* _Text_:
James Mason’s Humbert Humbert was more painfully masochistic and less erotically charged than the Humbert of Mr. Irons. Ms. Lyon’s Lolita has been somewhat underrated in retrospect, but she never had the opportunity to display the behavioral range allowed to Dominique Swain with her many more close-ups and reaction shots. The biggest edge for the new Lolita over the old is in Ennio Morricone’s warmer and more poignant score over Nelson Riddle’s cooler and more sardonic accompaniment. In his candid introduction to his screenplay, Mr. Schiff explains why the movie ended up costing $58 million, a fatal commercial miscalculation for a property more notorious than popular in any of its manifestations, particularly in America, where l’amour fou has never found a large audience. And what could be more fou than an infatuation with a nymphet as short-lived as a butterfly, and doomed to degenerate into that most disgusting of all Nabokov’s species, a grown woman.

* _Collected data entries_:

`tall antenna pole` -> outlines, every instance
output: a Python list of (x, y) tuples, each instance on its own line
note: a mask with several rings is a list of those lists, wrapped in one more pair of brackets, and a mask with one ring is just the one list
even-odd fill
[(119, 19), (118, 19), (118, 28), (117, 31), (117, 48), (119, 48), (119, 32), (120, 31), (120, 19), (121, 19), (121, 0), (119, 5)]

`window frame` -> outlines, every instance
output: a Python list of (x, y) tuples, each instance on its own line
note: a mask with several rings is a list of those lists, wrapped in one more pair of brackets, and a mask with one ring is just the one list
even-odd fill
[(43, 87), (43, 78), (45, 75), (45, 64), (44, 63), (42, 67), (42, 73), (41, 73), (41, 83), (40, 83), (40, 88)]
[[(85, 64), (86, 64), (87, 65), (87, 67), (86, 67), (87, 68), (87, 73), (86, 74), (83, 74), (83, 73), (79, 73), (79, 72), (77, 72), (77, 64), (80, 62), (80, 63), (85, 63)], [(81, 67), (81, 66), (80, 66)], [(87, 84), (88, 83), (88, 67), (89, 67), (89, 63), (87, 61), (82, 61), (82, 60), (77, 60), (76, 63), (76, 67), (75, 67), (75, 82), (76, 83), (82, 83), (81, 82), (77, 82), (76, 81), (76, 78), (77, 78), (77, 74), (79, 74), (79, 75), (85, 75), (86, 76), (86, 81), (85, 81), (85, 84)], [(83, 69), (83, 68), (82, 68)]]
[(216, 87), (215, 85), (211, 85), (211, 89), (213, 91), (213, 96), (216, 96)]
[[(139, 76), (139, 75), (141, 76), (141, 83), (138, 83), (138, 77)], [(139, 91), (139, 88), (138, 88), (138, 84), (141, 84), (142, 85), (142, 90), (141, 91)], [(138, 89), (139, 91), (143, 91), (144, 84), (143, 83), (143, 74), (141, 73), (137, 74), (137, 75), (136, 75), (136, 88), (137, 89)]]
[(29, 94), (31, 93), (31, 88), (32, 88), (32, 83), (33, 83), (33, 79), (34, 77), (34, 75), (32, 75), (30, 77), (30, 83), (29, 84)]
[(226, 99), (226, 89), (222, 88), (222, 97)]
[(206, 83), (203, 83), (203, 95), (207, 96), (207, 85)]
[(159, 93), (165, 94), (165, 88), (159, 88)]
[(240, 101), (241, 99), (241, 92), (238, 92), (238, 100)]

* _What you need to do_:
Answer these questions about the passage comparing the two Lolita films:
1. Whose score for the new Lolita is described as warmer and more poignant?
2. According to Mr. Schiff's introduction to his screenplay, how much did the movie end up costing?
3. Which actress had many more close-ups and reaction shots as Lolita?

* _Reply to the task_:
1. Ennio Morricone's
2. $58 million
3. Dominique Swain